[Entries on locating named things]
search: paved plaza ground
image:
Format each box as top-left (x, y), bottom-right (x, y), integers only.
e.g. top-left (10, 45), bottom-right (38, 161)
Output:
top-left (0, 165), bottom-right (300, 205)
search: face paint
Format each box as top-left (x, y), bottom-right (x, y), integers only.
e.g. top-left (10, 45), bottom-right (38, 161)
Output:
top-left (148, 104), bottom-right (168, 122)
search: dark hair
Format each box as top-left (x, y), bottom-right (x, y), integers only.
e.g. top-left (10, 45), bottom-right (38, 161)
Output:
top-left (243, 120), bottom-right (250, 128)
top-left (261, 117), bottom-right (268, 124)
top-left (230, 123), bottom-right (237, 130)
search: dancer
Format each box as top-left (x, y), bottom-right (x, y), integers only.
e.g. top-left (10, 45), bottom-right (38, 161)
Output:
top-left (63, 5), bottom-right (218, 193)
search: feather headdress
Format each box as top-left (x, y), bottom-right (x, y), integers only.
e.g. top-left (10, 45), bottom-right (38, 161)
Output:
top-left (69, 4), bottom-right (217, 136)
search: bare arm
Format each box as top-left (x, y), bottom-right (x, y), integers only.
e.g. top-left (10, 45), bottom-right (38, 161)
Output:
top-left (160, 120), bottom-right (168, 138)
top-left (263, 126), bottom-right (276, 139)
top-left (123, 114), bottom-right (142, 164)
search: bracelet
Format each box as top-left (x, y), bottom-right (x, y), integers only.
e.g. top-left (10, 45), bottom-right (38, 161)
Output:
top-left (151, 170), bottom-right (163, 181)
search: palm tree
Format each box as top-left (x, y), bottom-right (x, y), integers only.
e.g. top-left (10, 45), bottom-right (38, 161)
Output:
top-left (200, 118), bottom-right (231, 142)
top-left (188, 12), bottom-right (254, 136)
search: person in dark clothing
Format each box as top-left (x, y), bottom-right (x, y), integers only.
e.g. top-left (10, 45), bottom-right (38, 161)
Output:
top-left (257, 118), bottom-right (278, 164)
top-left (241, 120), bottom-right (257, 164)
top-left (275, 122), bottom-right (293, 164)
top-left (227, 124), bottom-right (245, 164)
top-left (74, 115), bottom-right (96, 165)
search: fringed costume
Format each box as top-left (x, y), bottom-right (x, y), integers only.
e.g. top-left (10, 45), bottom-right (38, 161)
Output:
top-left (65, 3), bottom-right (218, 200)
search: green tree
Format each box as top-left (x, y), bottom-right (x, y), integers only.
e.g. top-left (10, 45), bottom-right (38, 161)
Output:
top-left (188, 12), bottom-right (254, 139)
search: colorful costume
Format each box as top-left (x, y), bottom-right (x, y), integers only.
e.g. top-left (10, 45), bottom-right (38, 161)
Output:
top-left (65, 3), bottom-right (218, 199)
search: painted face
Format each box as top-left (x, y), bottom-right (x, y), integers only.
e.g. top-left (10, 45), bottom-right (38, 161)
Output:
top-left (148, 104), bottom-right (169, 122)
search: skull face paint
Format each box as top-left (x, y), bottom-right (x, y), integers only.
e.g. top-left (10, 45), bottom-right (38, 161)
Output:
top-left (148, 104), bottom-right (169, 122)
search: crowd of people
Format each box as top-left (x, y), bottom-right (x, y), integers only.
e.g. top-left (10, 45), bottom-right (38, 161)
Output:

#### WHAT THE EXERCISE ASKS
Copy the rows from the beginning through the line containing "top-left (0, 165), bottom-right (300, 205)", inclusive. Keep the requests, and decrease every coordinate in the answers by 138.

#### THE SOLUTION
search: paved plaza ground
image:
Format each box as top-left (x, y), bottom-right (x, y), integers only.
e.g. top-left (10, 45), bottom-right (38, 161)
Output:
top-left (-138, 27), bottom-right (162, 67)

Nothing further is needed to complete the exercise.